# Is my tank ready for fish



## cumbrianewbie (Jul 25, 2013)

I have been running my new tank for about a month now. I started with fish less cycling (adding food) then put in two young bristlenose pleco to help it along.

I tested my water today and found:
Ammonia - zero
Nitrite - zero
Nitrate - 5ppm

The test kit says that a partial water change is needed if nitrate is above 50. As mine is a tenth of that, I'm assuming I'm good to go and buy my new cichlids now ?

Can anyone confirm if this is right please ?


----------



## Deeda (Oct 12, 2012)

It might be but it can be difficult to be sure unless you had taken readings prior to today. Your fish-less cycling with food procedure is not an ideal method to properly cycle a tank though some people swear by it. Also, 2 BN plecos don't really provide enough bio-load to fully cycle the tank.

What size is the tank and how many and what size cichlids were you planning on adding?


----------



## cumbrianewbie (Jul 25, 2013)

Oh I have been taking readings before now.

I have previously had high ammonia readings, which have now tailed off to nothing. About a week ago I had high nitrite readings, which have now fallen as well.

Entries provided

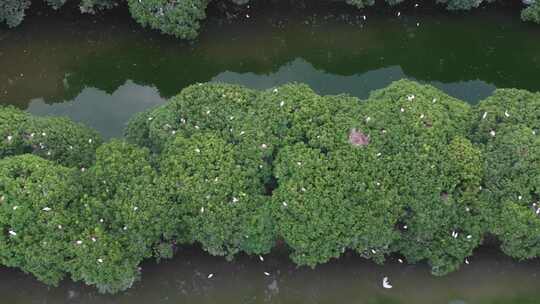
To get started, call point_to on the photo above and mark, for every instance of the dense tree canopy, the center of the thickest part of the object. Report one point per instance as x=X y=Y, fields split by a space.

* * *

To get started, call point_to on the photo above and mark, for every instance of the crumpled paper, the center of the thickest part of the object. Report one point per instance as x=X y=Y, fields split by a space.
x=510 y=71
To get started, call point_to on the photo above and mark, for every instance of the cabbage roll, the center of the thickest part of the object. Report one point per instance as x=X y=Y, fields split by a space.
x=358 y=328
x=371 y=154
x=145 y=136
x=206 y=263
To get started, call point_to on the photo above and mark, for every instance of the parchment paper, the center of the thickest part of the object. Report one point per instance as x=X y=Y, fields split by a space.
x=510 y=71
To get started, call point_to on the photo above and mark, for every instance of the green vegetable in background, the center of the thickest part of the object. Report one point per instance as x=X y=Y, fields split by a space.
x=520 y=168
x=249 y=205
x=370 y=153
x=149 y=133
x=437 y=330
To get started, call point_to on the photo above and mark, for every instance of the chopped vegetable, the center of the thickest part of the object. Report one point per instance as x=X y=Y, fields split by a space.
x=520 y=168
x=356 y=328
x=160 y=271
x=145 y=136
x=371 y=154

Tasks to carry out
a. Could you set down the passage of the tank-cycling thread starting at "Oh I have been" and ending at "fallen as well."?
b. What water test readings does the tank-cycling thread report from today's test? List each one with its value.
c. How would you extend the tank-cycling thread, picking up after its last post?

Results in order
a.
Oh I have been taking readings before now.

I have previously had high ammonia readings, which have now tailed off to nothing. About a week ago I had high nitrite readings, which have now fallen as well.

b.
Ammonia: zero
Nitrite: zero
Nitrate: 5ppm

c.
I had not really been testing the nitrate until now as the literature with the test kit says that the readings would be misleading until nitrite readings had fallen.

I maybe didn't make it very clear, but I was just unsure whether 5ppm was low enough or not. Again, the kit says less than 50ppm requires no water change but doesn't make it clear if that means it is ok for fish or not.

It's a 200L tank with an Eheim Ecco Pro 300 canister attached to it. As far as I'm aware it has been running about a month now.


----------



## Kalost (Feb 27, 2013)

you are good to go my friend!


----------



## cumbrianewbie (Jul 25, 2013)

Cheers, that's great news !

I thought it was all done, but I just wanted to check with the people who have a lot more experience of doing these things.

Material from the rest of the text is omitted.